[Annotated coordinate records]
-.-.-

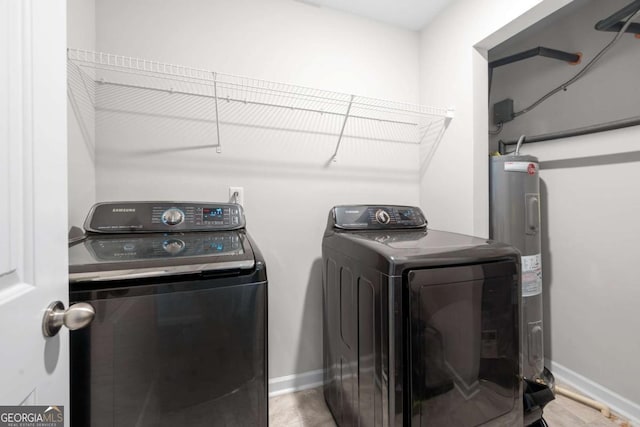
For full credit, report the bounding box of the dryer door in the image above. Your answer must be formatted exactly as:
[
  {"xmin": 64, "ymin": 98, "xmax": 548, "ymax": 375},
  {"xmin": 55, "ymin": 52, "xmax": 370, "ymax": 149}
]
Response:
[{"xmin": 407, "ymin": 261, "xmax": 522, "ymax": 426}]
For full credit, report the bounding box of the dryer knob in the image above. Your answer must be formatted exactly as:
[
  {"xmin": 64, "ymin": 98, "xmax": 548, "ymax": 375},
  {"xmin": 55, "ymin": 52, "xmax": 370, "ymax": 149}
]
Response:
[
  {"xmin": 376, "ymin": 209, "xmax": 391, "ymax": 224},
  {"xmin": 162, "ymin": 208, "xmax": 184, "ymax": 225}
]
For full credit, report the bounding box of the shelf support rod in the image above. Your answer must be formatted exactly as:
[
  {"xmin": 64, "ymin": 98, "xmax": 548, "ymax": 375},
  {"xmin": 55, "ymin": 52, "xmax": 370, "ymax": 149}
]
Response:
[
  {"xmin": 331, "ymin": 95, "xmax": 353, "ymax": 162},
  {"xmin": 213, "ymin": 72, "xmax": 222, "ymax": 153}
]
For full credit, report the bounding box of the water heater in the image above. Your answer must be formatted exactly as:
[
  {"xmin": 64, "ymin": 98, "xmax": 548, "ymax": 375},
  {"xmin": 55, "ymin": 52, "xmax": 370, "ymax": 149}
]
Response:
[{"xmin": 489, "ymin": 155, "xmax": 544, "ymax": 381}]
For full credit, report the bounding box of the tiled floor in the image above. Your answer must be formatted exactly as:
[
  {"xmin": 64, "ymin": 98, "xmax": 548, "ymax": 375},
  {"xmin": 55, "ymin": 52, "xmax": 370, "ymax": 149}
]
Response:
[{"xmin": 269, "ymin": 388, "xmax": 631, "ymax": 427}]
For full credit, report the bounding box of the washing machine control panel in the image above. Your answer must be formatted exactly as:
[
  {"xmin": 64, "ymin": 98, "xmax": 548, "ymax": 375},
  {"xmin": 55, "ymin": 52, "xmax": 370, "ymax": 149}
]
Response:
[
  {"xmin": 329, "ymin": 205, "xmax": 427, "ymax": 230},
  {"xmin": 84, "ymin": 202, "xmax": 246, "ymax": 233}
]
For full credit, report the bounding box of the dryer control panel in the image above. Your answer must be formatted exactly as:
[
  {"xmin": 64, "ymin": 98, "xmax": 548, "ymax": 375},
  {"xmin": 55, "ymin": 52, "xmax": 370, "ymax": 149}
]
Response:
[
  {"xmin": 84, "ymin": 202, "xmax": 246, "ymax": 233},
  {"xmin": 329, "ymin": 205, "xmax": 427, "ymax": 230}
]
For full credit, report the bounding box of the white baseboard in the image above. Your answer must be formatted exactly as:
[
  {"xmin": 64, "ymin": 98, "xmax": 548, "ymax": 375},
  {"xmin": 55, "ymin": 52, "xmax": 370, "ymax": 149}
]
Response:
[
  {"xmin": 547, "ymin": 361, "xmax": 640, "ymax": 426},
  {"xmin": 269, "ymin": 369, "xmax": 324, "ymax": 397}
]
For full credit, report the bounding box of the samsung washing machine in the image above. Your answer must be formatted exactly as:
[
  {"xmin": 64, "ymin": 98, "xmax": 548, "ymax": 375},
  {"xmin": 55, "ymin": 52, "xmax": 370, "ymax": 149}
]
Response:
[
  {"xmin": 69, "ymin": 202, "xmax": 268, "ymax": 427},
  {"xmin": 322, "ymin": 205, "xmax": 523, "ymax": 427}
]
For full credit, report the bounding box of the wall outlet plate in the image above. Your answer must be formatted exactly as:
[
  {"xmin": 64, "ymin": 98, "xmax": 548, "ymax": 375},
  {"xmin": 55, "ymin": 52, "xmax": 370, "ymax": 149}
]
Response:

-.-.-

To be done - Format all of the items above as a numbered list with one line per entry, dropping any blank lines. Leave the pictures out of your answer.

Output below -
1. For full credit, report the bounding box of the dryer door in the image above. Your answer must be formatted exactly as:
2. [
3.   {"xmin": 64, "ymin": 98, "xmax": 548, "ymax": 375},
4.   {"xmin": 55, "ymin": 52, "xmax": 370, "ymax": 149}
5. ]
6. Response:
7. [{"xmin": 407, "ymin": 261, "xmax": 522, "ymax": 426}]
8. For full credit, report the bounding box of the dryer knob in the image above. Your answer must be formatted exactly as:
9. [
10.   {"xmin": 64, "ymin": 98, "xmax": 548, "ymax": 375},
11.   {"xmin": 55, "ymin": 52, "xmax": 370, "ymax": 149}
12. ]
13. Response:
14. [
15.   {"xmin": 376, "ymin": 209, "xmax": 391, "ymax": 224},
16.   {"xmin": 162, "ymin": 208, "xmax": 184, "ymax": 225}
17. ]
18. For full credit, report the bounding box of the shelf support rod in the image above. Your answer must be formatted exactly as:
19. [
20.   {"xmin": 64, "ymin": 98, "xmax": 548, "ymax": 375},
21.   {"xmin": 55, "ymin": 52, "xmax": 370, "ymax": 149}
22. ]
23. Response:
24. [
25.   {"xmin": 331, "ymin": 95, "xmax": 353, "ymax": 162},
26.   {"xmin": 213, "ymin": 72, "xmax": 222, "ymax": 153}
27. ]
28. For full credit, report the bounding box of the water heater in the image above. Your answer must be formatted exactly as:
29. [
30.   {"xmin": 64, "ymin": 98, "xmax": 548, "ymax": 375},
31.   {"xmin": 55, "ymin": 52, "xmax": 370, "ymax": 149}
32. ]
33. Response:
34. [{"xmin": 489, "ymin": 155, "xmax": 544, "ymax": 381}]
35. For full credit, report the bounding box of the tiled floor in the image above. Your answer must be formatted exactly as:
36. [
37.   {"xmin": 64, "ymin": 98, "xmax": 548, "ymax": 375},
38.   {"xmin": 55, "ymin": 52, "xmax": 370, "ymax": 149}
39. ]
40. Response:
41. [{"xmin": 269, "ymin": 388, "xmax": 631, "ymax": 427}]
42. For full credit, report the bounding box of the washing machine control panel in the image above. Your answer must be formatted exactly as:
43. [
44.   {"xmin": 64, "ymin": 98, "xmax": 548, "ymax": 375},
45.   {"xmin": 55, "ymin": 52, "xmax": 370, "ymax": 149}
46. ]
47. Response:
48. [
49.   {"xmin": 329, "ymin": 205, "xmax": 427, "ymax": 230},
50.   {"xmin": 84, "ymin": 202, "xmax": 246, "ymax": 233}
51. ]
52. For full credit, report the bounding box of the dryer control panel in the image above. Your answer must be formatted exactly as:
53. [
54.   {"xmin": 64, "ymin": 98, "xmax": 548, "ymax": 375},
55.   {"xmin": 55, "ymin": 52, "xmax": 370, "ymax": 149}
56. ]
57. Response:
58. [
59.   {"xmin": 84, "ymin": 202, "xmax": 246, "ymax": 233},
60.   {"xmin": 329, "ymin": 205, "xmax": 427, "ymax": 230}
61. ]
62. For full credit, report the bounding box of the white baseboard in the image above. Your answer must be formatted exactly as:
63. [
64.   {"xmin": 64, "ymin": 98, "xmax": 548, "ymax": 375},
65.   {"xmin": 55, "ymin": 52, "xmax": 370, "ymax": 149}
66. ]
67. Response:
68. [
69.   {"xmin": 547, "ymin": 361, "xmax": 640, "ymax": 426},
70.   {"xmin": 269, "ymin": 369, "xmax": 324, "ymax": 397}
71. ]
72. For full credit, report the bounding box of the samsung washing machine in the image above. Your answer must be formatted exactly as:
73. [
74.   {"xmin": 64, "ymin": 98, "xmax": 548, "ymax": 375},
75.   {"xmin": 55, "ymin": 52, "xmax": 370, "ymax": 149}
76. ]
77. Response:
78. [
79.   {"xmin": 69, "ymin": 202, "xmax": 268, "ymax": 427},
80.   {"xmin": 322, "ymin": 205, "xmax": 523, "ymax": 427}
81. ]
82. For full credit, report the bounding box of the wall outlet plate in the image above. Your answer must be formatted exactly as:
83. [
84.   {"xmin": 64, "ymin": 98, "xmax": 548, "ymax": 375},
85.   {"xmin": 55, "ymin": 52, "xmax": 370, "ymax": 149}
86. ]
87. Response:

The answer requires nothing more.